▶ _FAÇA O SEGUINTE_
- A) Transcreva, do trecho sobre política macroprudencial, a passagem que vai de "Hoje, passou a" até "e médias empresas.", inclusive.
- B) Segundo o trecho sobre política macroprudencial, o que inclui o arsenal das medidas macroprudenciais?

▶ _TRECHO PARA LEITURA_
# # # #

Já as medidas macroprudenciais, disse, têm uma ação mais seletiva, pontual, sobre os desequilíbrios e os riscos à estabilidade financeira. Esse arsenal inclui limites nas parcelas dos bens que podem ser financiados e requerimentos adicionais de capitais para determinadas operações.
"A política macroprudencial serve para moderar um pouco os excessos nos momentos de maior euforia", disse ele. "É como um calmante adicional para evitar o excesso de euforia em determinados momentos do ciclo."
Desde que adotou um conjunto de medidas que dão um alívio ao crédito, há dez dias, o Banco Central vem sendo acusado de, ao mesmo tempo, colocar um pé no acelerador, com esses estímulos, e outro no freio. Para Awazu, as críticas refletem, de certa maneira, uma falta de compreensão sobre a natureza desses instrumentos - juros e macroprudenciais - e sobre o debate e seu uso no cenário internacional após a crise recente.
Hoje, passou a ser amplamente aceito entre os especialistas que, nos ciclos de expansão monetária, é necessário monitorar as condições de crédito para evitar a euforia excessiva. Quando necessário, agindo com medidas macroprudenciais de forma pontual onde o risco é excessivo. De forma análoga, quando bancos centrais promovem ciclos de contenção monetária, é preciso "monitorar a evolução do ritmo de oferta do crédito e, se necessário, moderar o excesso de contração e pessimismo", especialmente se afeta investimentos futuros e setores com menos acesso a financiamentos, como pequenas e médias empresas.
A visão do diretor do Banco Central é que o excesso de pessimismo da economia está potencializando os efeitos do aperto monetário para esses segmentos. Esse pessimismo, disse, tem várias dimensões. Uma é que, seis anos depois da quebra do Lehman Brothers e depois de injeção maciça de recursos por meio dos programas de expansão quantitativa, o chamado "espírito animal" do empresariado internacional não se recuperou.

# # # #

[Descrições de regiões em linguagem natural]
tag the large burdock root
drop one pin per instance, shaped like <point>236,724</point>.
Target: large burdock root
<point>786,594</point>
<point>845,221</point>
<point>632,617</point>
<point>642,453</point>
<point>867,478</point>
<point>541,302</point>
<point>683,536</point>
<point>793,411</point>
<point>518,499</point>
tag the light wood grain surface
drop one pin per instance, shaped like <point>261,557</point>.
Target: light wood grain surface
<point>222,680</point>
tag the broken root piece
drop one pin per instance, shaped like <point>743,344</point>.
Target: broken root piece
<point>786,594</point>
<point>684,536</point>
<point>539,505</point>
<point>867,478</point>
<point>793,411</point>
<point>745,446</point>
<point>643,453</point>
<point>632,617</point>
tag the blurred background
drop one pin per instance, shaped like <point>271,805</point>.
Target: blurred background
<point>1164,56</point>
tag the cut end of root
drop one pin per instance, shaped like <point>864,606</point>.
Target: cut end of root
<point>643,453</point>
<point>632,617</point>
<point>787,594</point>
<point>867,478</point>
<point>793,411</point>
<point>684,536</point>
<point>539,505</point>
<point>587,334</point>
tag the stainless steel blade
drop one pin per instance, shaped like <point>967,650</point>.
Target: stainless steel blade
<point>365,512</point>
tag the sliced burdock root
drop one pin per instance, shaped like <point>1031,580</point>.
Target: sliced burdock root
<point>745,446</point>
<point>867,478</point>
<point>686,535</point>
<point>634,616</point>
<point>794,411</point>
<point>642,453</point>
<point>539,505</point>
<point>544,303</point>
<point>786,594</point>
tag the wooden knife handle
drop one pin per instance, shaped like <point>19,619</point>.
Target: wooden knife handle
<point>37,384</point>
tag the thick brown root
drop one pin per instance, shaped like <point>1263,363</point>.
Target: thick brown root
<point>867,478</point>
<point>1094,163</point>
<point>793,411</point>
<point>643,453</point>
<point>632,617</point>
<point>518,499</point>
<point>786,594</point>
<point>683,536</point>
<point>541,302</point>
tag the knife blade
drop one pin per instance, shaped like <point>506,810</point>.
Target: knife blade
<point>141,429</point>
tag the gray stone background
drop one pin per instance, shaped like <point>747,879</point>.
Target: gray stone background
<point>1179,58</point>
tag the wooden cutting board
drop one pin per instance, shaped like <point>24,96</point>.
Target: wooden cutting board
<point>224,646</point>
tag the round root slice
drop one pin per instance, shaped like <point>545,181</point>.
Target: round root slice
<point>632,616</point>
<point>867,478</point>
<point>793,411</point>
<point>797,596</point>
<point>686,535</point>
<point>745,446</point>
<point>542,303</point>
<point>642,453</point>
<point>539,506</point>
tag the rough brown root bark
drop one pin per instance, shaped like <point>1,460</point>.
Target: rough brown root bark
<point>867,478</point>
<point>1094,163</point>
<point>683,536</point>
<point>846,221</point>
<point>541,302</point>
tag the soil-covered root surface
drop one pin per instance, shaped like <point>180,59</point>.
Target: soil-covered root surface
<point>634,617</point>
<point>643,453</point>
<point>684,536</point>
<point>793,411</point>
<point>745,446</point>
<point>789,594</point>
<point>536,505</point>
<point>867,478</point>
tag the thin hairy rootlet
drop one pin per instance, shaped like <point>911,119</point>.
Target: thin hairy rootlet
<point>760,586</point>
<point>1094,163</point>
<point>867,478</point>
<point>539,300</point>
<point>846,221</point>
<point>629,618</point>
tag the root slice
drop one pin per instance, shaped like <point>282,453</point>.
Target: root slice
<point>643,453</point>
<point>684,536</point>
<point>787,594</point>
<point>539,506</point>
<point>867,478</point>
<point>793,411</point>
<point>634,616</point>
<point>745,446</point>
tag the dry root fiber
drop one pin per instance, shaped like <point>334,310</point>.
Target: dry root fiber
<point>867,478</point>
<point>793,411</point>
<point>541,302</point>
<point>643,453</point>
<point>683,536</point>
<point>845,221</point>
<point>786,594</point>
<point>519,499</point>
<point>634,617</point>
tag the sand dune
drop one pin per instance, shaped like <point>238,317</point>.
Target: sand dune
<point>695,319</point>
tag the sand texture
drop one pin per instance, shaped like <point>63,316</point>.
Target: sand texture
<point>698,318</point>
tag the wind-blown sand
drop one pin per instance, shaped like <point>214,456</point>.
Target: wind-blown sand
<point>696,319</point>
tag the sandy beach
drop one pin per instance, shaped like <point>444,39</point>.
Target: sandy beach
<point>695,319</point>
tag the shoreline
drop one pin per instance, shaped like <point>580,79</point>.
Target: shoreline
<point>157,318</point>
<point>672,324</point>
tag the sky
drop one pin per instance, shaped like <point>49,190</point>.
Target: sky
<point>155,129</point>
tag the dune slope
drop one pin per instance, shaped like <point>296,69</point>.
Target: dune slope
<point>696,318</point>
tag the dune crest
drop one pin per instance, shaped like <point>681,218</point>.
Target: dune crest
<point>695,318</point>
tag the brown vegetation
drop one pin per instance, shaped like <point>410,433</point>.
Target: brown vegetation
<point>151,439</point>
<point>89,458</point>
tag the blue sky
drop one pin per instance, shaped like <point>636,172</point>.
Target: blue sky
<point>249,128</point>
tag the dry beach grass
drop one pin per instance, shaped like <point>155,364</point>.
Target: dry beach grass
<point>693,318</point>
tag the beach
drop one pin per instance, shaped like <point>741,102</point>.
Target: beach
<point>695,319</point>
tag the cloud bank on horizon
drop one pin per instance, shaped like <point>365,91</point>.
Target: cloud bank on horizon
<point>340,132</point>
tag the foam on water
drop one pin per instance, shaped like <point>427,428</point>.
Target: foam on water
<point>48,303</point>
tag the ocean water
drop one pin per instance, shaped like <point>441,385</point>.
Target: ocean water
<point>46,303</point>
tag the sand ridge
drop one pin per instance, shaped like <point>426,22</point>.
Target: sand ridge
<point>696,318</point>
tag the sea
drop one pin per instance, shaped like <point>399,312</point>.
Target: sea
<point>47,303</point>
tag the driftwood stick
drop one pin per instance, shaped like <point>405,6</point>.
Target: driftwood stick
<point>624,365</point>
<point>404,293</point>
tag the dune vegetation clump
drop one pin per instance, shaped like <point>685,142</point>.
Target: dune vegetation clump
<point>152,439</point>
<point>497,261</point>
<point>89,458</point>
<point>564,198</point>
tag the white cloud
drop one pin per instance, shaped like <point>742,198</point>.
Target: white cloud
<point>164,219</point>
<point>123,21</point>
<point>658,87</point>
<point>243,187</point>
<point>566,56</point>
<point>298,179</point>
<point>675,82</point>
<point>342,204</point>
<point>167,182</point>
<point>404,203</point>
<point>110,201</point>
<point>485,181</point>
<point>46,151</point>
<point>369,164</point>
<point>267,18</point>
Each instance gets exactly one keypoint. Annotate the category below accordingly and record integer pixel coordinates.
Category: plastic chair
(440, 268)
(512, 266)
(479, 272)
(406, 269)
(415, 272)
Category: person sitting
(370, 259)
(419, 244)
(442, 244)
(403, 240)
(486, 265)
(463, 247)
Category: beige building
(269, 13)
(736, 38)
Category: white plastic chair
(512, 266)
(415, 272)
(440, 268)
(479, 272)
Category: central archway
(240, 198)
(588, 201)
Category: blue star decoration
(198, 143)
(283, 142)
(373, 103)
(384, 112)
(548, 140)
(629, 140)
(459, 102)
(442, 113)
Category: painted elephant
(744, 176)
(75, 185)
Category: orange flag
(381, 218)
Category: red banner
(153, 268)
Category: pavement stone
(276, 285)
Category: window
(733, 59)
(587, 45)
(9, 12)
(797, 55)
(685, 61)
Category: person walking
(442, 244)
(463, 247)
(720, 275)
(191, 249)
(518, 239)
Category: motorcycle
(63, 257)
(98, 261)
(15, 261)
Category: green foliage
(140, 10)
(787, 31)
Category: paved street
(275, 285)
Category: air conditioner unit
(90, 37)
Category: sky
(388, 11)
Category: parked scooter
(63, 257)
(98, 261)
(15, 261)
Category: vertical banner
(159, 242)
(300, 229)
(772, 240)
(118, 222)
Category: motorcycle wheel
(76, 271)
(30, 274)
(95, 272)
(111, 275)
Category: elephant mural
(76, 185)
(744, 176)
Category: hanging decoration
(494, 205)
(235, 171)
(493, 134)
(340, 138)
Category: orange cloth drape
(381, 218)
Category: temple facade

# # # #

▶ _RESPOSTAS_
- A)
Hoje, passou a ser amplamente aceito entre os especialistas que, nos ciclos de expansão monetária, é necessário monitorar as condições de crédito para evitar a euforia excessiva. Quando necessário, agindo com medidas macroprudenciais de forma pontual onde o risco é excessivo. De forma análoga, quando bancos centrais promovem ciclos de contenção monetária, é preciso "monitorar a evolução do ritmo de oferta do crédito e, se necessário, moderar o excesso de contração e pessimismo", especialmente se afeta investimentos futuros e setores com menos acesso a financiamentos, como pequenas e médias empresas.

- B) Limites nas parcelas dos bens que podem ser financiados e requerimentos adicionais de capitais para determinadas operações.